> **OBJECTIVE**
Reproduce the lines below word for word, leaving out the pictures.
* start LISTED ENTRIES *
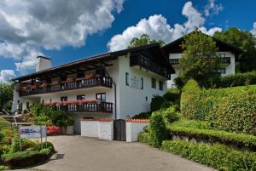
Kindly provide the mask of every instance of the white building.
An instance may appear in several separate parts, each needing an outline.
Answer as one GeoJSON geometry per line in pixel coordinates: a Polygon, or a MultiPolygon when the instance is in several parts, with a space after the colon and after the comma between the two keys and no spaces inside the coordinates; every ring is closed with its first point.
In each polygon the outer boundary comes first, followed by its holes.
{"type": "Polygon", "coordinates": [[[174,70],[159,44],[107,53],[52,67],[38,57],[37,71],[13,79],[12,111],[44,103],[80,119],[125,119],[150,111],[154,95],[166,93],[174,70]]]}
{"type": "MultiPolygon", "coordinates": [[[[235,74],[236,60],[237,60],[238,55],[241,52],[241,49],[213,37],[212,38],[216,43],[216,46],[218,50],[218,54],[221,57],[221,66],[219,71],[221,76],[235,74]]],[[[176,88],[174,79],[178,77],[178,74],[181,71],[178,66],[178,61],[183,52],[181,48],[181,44],[183,41],[184,39],[183,37],[162,47],[162,49],[166,55],[169,55],[170,64],[175,70],[175,73],[172,74],[171,76],[172,79],[167,82],[168,88],[176,88]]]]}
* end LISTED ENTRIES *
> **OUTPUT FOR THIS TASK**
Kindly provide the mask of every instance of the white building.
An instance may appear in several separate parts, each needing an outline.
Answer as one GeoJSON geometry per line in pixel coordinates: a Polygon, or a MultiPolygon when the instance is in several parts, with a space after the colon and after the comma between the two keys and no spaces inside the coordinates; every ring is closed with its first point.
In each polygon the outer boundary comes first, followed by its holes.
{"type": "Polygon", "coordinates": [[[174,70],[159,44],[107,53],[52,67],[38,57],[37,71],[13,79],[12,111],[44,103],[80,119],[125,119],[150,111],[154,95],[166,93],[174,70]]]}
{"type": "MultiPolygon", "coordinates": [[[[235,74],[236,60],[237,60],[238,55],[241,52],[241,49],[213,37],[212,38],[216,43],[216,46],[218,50],[218,54],[221,57],[221,66],[219,71],[221,76],[235,74]]],[[[176,88],[174,79],[178,77],[178,74],[181,71],[178,66],[178,61],[183,52],[181,48],[181,44],[183,41],[184,39],[183,37],[162,47],[162,49],[166,55],[169,55],[170,64],[175,70],[175,73],[172,74],[171,76],[172,79],[167,82],[168,88],[176,88]]]]}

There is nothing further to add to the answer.